--- Task description ---
Output nothing but the lines from the line with "Please drop a marker on the rusty" through the end of the listing below, both ends included.

====== Record excerpts

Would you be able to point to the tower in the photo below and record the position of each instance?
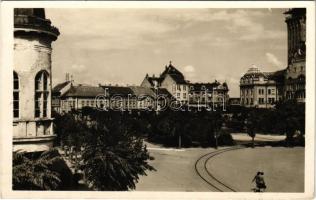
(295, 72)
(32, 122)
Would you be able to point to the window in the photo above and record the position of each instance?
(269, 91)
(41, 94)
(272, 91)
(16, 98)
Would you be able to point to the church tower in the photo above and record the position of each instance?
(295, 72)
(32, 79)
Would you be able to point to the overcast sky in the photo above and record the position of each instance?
(119, 46)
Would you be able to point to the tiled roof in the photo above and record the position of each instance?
(118, 90)
(84, 91)
(60, 86)
(178, 78)
(208, 86)
(152, 79)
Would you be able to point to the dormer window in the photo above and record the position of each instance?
(41, 94)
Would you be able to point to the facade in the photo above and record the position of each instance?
(107, 97)
(172, 80)
(234, 101)
(32, 122)
(187, 93)
(295, 72)
(263, 89)
(212, 95)
(259, 89)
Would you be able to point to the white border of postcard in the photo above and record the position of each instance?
(6, 92)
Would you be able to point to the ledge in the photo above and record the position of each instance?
(34, 139)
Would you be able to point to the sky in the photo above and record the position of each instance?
(120, 46)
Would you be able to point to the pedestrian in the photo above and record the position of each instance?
(260, 183)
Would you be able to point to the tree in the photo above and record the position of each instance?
(250, 124)
(113, 155)
(32, 172)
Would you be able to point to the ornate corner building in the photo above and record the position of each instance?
(32, 122)
(263, 89)
(295, 72)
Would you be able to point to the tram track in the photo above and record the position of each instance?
(207, 176)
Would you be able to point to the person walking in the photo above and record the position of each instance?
(260, 183)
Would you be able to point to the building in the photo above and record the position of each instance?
(58, 91)
(172, 80)
(263, 89)
(260, 89)
(212, 95)
(234, 101)
(32, 122)
(295, 72)
(193, 94)
(106, 97)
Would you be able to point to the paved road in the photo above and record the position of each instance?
(175, 169)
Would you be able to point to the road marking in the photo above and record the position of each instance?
(164, 149)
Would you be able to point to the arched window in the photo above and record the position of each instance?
(15, 95)
(41, 94)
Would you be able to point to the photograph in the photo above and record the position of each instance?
(172, 99)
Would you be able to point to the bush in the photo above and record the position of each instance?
(114, 154)
(36, 172)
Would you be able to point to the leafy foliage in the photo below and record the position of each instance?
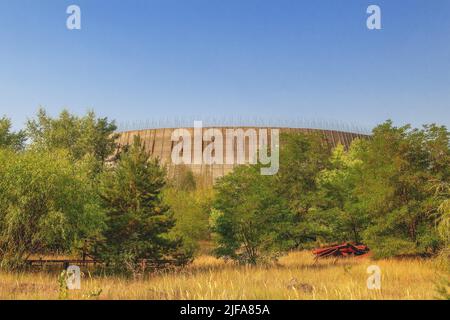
(9, 139)
(81, 136)
(249, 217)
(47, 204)
(138, 221)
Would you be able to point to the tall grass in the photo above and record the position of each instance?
(296, 276)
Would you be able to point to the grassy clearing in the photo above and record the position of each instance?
(294, 277)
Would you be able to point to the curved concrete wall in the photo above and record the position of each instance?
(159, 144)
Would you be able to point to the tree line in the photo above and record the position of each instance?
(65, 187)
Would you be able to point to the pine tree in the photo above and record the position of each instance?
(138, 222)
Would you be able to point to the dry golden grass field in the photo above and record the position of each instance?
(294, 277)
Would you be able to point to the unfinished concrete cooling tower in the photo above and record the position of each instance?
(158, 142)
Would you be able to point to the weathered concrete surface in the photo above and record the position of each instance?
(159, 144)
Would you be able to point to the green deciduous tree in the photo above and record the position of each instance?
(8, 139)
(339, 207)
(47, 204)
(138, 221)
(249, 218)
(400, 166)
(302, 158)
(81, 136)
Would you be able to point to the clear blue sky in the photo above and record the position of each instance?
(152, 59)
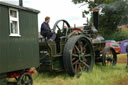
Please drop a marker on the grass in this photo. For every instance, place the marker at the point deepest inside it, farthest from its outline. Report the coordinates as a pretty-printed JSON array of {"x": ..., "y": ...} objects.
[{"x": 100, "y": 76}]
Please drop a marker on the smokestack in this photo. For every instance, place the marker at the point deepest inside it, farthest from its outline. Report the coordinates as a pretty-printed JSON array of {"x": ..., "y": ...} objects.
[
  {"x": 20, "y": 2},
  {"x": 96, "y": 17}
]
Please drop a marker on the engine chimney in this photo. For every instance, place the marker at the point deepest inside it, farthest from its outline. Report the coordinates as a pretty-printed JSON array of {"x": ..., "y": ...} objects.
[
  {"x": 20, "y": 2},
  {"x": 96, "y": 17}
]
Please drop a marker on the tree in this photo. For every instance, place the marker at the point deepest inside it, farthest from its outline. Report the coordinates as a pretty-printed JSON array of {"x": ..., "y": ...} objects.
[{"x": 113, "y": 14}]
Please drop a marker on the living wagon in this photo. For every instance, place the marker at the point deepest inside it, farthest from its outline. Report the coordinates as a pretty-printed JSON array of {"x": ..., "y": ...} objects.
[{"x": 19, "y": 50}]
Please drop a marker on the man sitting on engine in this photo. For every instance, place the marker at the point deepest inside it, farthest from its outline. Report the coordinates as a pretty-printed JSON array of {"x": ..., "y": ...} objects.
[{"x": 46, "y": 31}]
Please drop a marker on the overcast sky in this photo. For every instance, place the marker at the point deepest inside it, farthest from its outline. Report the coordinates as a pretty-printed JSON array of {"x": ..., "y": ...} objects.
[{"x": 56, "y": 9}]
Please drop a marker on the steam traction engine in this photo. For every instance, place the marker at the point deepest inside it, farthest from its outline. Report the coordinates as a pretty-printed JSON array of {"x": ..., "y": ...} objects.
[{"x": 75, "y": 49}]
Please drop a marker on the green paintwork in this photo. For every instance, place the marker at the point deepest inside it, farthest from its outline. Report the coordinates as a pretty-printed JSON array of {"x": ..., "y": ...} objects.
[
  {"x": 55, "y": 59},
  {"x": 17, "y": 53}
]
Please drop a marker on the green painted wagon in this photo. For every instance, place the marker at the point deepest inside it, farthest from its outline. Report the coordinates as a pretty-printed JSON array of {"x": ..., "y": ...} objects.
[
  {"x": 76, "y": 48},
  {"x": 19, "y": 47}
]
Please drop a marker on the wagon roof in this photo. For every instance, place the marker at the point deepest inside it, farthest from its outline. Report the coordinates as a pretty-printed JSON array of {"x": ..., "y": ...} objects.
[{"x": 19, "y": 7}]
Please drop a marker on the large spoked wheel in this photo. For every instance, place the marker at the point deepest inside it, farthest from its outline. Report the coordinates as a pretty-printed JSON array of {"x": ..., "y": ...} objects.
[
  {"x": 61, "y": 27},
  {"x": 109, "y": 56},
  {"x": 78, "y": 55},
  {"x": 25, "y": 79}
]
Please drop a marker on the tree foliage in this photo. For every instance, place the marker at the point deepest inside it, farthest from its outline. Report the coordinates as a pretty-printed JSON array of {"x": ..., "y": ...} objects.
[{"x": 113, "y": 14}]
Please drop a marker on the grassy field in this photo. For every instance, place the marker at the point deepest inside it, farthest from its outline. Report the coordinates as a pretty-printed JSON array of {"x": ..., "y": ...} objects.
[
  {"x": 101, "y": 75},
  {"x": 117, "y": 75}
]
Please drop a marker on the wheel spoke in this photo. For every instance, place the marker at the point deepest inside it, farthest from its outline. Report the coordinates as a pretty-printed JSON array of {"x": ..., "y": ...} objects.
[
  {"x": 76, "y": 67},
  {"x": 86, "y": 55},
  {"x": 75, "y": 55},
  {"x": 85, "y": 64},
  {"x": 73, "y": 58},
  {"x": 58, "y": 27},
  {"x": 77, "y": 48},
  {"x": 80, "y": 67}
]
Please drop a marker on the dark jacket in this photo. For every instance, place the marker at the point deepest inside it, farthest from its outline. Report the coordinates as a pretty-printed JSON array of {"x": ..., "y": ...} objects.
[{"x": 45, "y": 30}]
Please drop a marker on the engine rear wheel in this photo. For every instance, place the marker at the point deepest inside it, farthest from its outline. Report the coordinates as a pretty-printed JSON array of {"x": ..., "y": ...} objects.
[
  {"x": 109, "y": 56},
  {"x": 78, "y": 55}
]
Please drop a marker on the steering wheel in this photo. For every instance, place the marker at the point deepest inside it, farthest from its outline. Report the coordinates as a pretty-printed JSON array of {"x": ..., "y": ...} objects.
[{"x": 61, "y": 28}]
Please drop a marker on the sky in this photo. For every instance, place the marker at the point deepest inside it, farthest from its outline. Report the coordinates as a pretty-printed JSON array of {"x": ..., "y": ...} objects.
[{"x": 56, "y": 9}]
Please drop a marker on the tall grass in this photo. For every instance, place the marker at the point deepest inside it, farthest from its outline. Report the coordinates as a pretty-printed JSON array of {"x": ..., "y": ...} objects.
[{"x": 100, "y": 76}]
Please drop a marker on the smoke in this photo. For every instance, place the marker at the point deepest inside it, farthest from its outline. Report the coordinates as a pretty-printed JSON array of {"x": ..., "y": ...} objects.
[{"x": 118, "y": 9}]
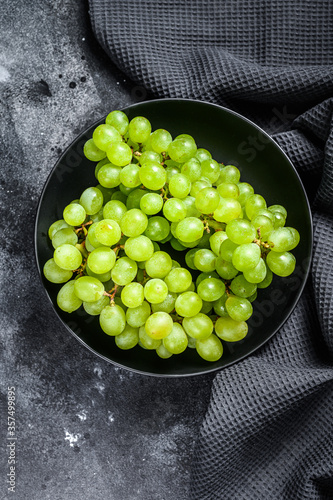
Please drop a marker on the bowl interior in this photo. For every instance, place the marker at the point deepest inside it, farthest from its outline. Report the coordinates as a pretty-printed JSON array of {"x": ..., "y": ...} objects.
[{"x": 231, "y": 139}]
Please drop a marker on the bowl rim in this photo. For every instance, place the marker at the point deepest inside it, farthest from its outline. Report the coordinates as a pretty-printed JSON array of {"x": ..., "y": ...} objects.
[{"x": 207, "y": 371}]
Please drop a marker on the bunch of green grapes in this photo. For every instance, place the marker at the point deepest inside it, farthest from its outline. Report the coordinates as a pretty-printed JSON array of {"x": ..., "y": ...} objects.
[{"x": 153, "y": 191}]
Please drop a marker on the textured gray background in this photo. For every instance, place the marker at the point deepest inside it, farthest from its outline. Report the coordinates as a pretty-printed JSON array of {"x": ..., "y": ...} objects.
[{"x": 84, "y": 428}]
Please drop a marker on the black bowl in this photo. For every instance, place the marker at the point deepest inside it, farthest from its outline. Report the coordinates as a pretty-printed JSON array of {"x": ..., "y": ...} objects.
[{"x": 230, "y": 138}]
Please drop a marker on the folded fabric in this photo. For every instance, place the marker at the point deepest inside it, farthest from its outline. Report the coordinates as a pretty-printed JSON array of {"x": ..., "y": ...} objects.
[{"x": 268, "y": 431}]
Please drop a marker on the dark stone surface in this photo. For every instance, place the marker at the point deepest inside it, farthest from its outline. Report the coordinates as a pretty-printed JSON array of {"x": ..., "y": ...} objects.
[{"x": 85, "y": 429}]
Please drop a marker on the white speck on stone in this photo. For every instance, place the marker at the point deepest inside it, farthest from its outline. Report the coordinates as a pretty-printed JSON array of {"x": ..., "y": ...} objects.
[
  {"x": 72, "y": 438},
  {"x": 82, "y": 415},
  {"x": 100, "y": 387},
  {"x": 4, "y": 74},
  {"x": 98, "y": 371}
]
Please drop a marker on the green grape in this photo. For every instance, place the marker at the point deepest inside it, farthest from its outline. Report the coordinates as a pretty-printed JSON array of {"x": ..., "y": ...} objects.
[
  {"x": 112, "y": 320},
  {"x": 240, "y": 231},
  {"x": 137, "y": 316},
  {"x": 74, "y": 214},
  {"x": 188, "y": 304},
  {"x": 211, "y": 289},
  {"x": 219, "y": 306},
  {"x": 97, "y": 217},
  {"x": 207, "y": 200},
  {"x": 263, "y": 225},
  {"x": 134, "y": 199},
  {"x": 279, "y": 220},
  {"x": 128, "y": 338},
  {"x": 167, "y": 305},
  {"x": 241, "y": 287},
  {"x": 280, "y": 240},
  {"x": 119, "y": 196},
  {"x": 54, "y": 273},
  {"x": 296, "y": 236},
  {"x": 199, "y": 326},
  {"x": 139, "y": 248},
  {"x": 118, "y": 120},
  {"x": 158, "y": 228},
  {"x": 147, "y": 341},
  {"x": 176, "y": 342},
  {"x": 225, "y": 269},
  {"x": 155, "y": 291},
  {"x": 103, "y": 277},
  {"x": 65, "y": 235},
  {"x": 229, "y": 173},
  {"x": 132, "y": 295},
  {"x": 210, "y": 169},
  {"x": 92, "y": 200},
  {"x": 189, "y": 258},
  {"x": 189, "y": 229},
  {"x": 204, "y": 260},
  {"x": 256, "y": 274},
  {"x": 56, "y": 226},
  {"x": 191, "y": 209},
  {"x": 101, "y": 260},
  {"x": 115, "y": 210},
  {"x": 160, "y": 140},
  {"x": 139, "y": 129},
  {"x": 100, "y": 164},
  {"x": 134, "y": 223},
  {"x": 171, "y": 170},
  {"x": 174, "y": 210},
  {"x": 206, "y": 307},
  {"x": 182, "y": 149},
  {"x": 151, "y": 203},
  {"x": 123, "y": 189},
  {"x": 267, "y": 280},
  {"x": 67, "y": 257},
  {"x": 66, "y": 298},
  {"x": 245, "y": 190},
  {"x": 204, "y": 276},
  {"x": 119, "y": 153},
  {"x": 152, "y": 175},
  {"x": 124, "y": 271},
  {"x": 148, "y": 156},
  {"x": 230, "y": 330},
  {"x": 246, "y": 256},
  {"x": 197, "y": 186},
  {"x": 107, "y": 232},
  {"x": 104, "y": 135},
  {"x": 162, "y": 352},
  {"x": 129, "y": 176},
  {"x": 202, "y": 154},
  {"x": 178, "y": 280},
  {"x": 109, "y": 176},
  {"x": 192, "y": 169},
  {"x": 179, "y": 186},
  {"x": 215, "y": 241},
  {"x": 227, "y": 249},
  {"x": 92, "y": 152},
  {"x": 209, "y": 349},
  {"x": 253, "y": 204},
  {"x": 95, "y": 308},
  {"x": 88, "y": 289},
  {"x": 227, "y": 210},
  {"x": 228, "y": 190},
  {"x": 159, "y": 325},
  {"x": 281, "y": 264},
  {"x": 159, "y": 265},
  {"x": 278, "y": 208},
  {"x": 238, "y": 308}
]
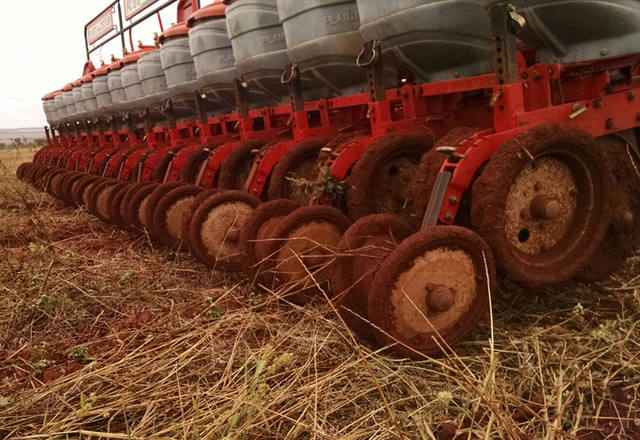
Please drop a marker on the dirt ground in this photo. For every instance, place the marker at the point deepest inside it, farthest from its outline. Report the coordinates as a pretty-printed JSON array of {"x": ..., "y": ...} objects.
[{"x": 105, "y": 335}]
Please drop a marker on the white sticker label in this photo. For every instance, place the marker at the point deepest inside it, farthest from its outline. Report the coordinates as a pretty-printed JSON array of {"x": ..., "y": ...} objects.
[
  {"x": 134, "y": 7},
  {"x": 100, "y": 27}
]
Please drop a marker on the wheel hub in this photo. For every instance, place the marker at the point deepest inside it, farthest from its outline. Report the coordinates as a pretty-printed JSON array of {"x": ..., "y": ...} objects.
[
  {"x": 439, "y": 297},
  {"x": 434, "y": 292},
  {"x": 221, "y": 227},
  {"x": 541, "y": 205}
]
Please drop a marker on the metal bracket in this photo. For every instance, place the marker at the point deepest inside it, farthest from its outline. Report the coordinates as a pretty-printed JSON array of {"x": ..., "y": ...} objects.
[
  {"x": 505, "y": 49},
  {"x": 291, "y": 78},
  {"x": 240, "y": 92},
  {"x": 201, "y": 107},
  {"x": 435, "y": 200},
  {"x": 371, "y": 58}
]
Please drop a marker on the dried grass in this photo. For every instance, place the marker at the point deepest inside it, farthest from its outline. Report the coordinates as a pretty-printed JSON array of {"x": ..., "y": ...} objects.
[{"x": 107, "y": 336}]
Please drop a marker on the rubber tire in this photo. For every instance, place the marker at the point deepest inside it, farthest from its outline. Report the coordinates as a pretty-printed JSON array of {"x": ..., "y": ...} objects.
[
  {"x": 55, "y": 186},
  {"x": 261, "y": 217},
  {"x": 47, "y": 178},
  {"x": 490, "y": 191},
  {"x": 132, "y": 206},
  {"x": 20, "y": 170},
  {"x": 199, "y": 217},
  {"x": 115, "y": 201},
  {"x": 160, "y": 168},
  {"x": 350, "y": 281},
  {"x": 234, "y": 171},
  {"x": 67, "y": 184},
  {"x": 191, "y": 166},
  {"x": 360, "y": 183},
  {"x": 618, "y": 244},
  {"x": 166, "y": 202},
  {"x": 279, "y": 185},
  {"x": 98, "y": 193},
  {"x": 291, "y": 222},
  {"x": 188, "y": 214},
  {"x": 380, "y": 309},
  {"x": 152, "y": 201}
]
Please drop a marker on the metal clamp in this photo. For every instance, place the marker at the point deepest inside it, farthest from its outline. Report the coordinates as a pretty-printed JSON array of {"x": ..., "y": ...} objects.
[
  {"x": 290, "y": 74},
  {"x": 371, "y": 49}
]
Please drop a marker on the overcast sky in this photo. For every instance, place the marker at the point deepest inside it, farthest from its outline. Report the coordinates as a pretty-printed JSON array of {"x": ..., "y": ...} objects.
[{"x": 42, "y": 46}]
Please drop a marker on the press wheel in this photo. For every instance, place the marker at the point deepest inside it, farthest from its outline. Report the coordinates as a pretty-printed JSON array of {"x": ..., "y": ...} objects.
[
  {"x": 361, "y": 251},
  {"x": 187, "y": 216},
  {"x": 135, "y": 206},
  {"x": 115, "y": 201},
  {"x": 215, "y": 229},
  {"x": 79, "y": 187},
  {"x": 257, "y": 230},
  {"x": 623, "y": 234},
  {"x": 296, "y": 171},
  {"x": 431, "y": 292},
  {"x": 543, "y": 203},
  {"x": 236, "y": 168},
  {"x": 151, "y": 202},
  {"x": 302, "y": 248},
  {"x": 168, "y": 214},
  {"x": 380, "y": 180}
]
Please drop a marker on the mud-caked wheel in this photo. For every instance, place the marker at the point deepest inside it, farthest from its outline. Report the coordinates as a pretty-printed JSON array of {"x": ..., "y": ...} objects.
[
  {"x": 302, "y": 249},
  {"x": 151, "y": 202},
  {"x": 236, "y": 168},
  {"x": 189, "y": 212},
  {"x": 79, "y": 188},
  {"x": 381, "y": 178},
  {"x": 623, "y": 234},
  {"x": 543, "y": 204},
  {"x": 49, "y": 178},
  {"x": 38, "y": 172},
  {"x": 168, "y": 214},
  {"x": 214, "y": 231},
  {"x": 134, "y": 207},
  {"x": 55, "y": 185},
  {"x": 258, "y": 228},
  {"x": 294, "y": 174},
  {"x": 432, "y": 291},
  {"x": 192, "y": 166},
  {"x": 361, "y": 251},
  {"x": 20, "y": 170},
  {"x": 114, "y": 201},
  {"x": 67, "y": 184},
  {"x": 99, "y": 198},
  {"x": 30, "y": 172}
]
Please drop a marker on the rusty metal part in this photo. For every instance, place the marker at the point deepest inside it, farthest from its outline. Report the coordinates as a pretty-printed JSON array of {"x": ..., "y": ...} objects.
[{"x": 430, "y": 293}]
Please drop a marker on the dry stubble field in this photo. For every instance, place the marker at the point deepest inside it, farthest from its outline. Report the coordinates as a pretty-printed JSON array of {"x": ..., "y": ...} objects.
[{"x": 107, "y": 336}]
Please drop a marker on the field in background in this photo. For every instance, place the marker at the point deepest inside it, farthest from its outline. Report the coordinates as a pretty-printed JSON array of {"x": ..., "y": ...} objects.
[{"x": 105, "y": 335}]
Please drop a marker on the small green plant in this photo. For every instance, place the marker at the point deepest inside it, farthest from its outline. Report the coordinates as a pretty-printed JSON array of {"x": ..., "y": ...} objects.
[
  {"x": 46, "y": 303},
  {"x": 213, "y": 312},
  {"x": 257, "y": 388},
  {"x": 608, "y": 332},
  {"x": 40, "y": 356},
  {"x": 5, "y": 402},
  {"x": 127, "y": 276},
  {"x": 35, "y": 249},
  {"x": 253, "y": 299},
  {"x": 578, "y": 311},
  {"x": 325, "y": 186},
  {"x": 79, "y": 353},
  {"x": 86, "y": 404}
]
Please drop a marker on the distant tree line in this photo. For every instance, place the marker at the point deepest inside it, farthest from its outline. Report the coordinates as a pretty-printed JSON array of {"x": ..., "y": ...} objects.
[{"x": 22, "y": 143}]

============

--- Solution for this problem ---
Please drop a marker on the rusty metal part in this photo. For every instance, place the marker at the point deepest inside it, farthest from its outline. Report the coordinates as a pretty-printed JSON array of {"x": ..., "y": ...} objects.
[{"x": 430, "y": 293}]
Please drop a marker on the dry stubble field in this photo. For every instance, place the marker at the point deepest inside it, farthest from its outline. Report the coordinates as a pretty-printed JSON array of {"x": ..., "y": ...} objects.
[{"x": 107, "y": 336}]
Please drop a marker on the field in background in this photo. For every instance, place the marker at the point deepest inside it, farthest from its outline. Report the coordinates as a pretty-printed JSON array of {"x": ..., "y": ...} objects.
[{"x": 105, "y": 335}]
Please drop a marker on the small green plant in this photo. For every instance, place the marker at the point deepest inside it, farthest from its outline. Report the coordinates as a pretty-printed JSON array of {"x": ..., "y": ...} objects.
[
  {"x": 46, "y": 303},
  {"x": 213, "y": 312},
  {"x": 257, "y": 388},
  {"x": 608, "y": 332},
  {"x": 40, "y": 356},
  {"x": 5, "y": 402},
  {"x": 127, "y": 276},
  {"x": 35, "y": 249},
  {"x": 253, "y": 299},
  {"x": 578, "y": 311},
  {"x": 325, "y": 186},
  {"x": 79, "y": 353},
  {"x": 86, "y": 404}
]
Please drop a marker on the distant tree line in this photo. For every instance, place the marker at the point deepest inside it, farthest from its outline. Report the coordinates as a pretty-printed JSON array of {"x": ..., "y": ...} objects.
[{"x": 22, "y": 143}]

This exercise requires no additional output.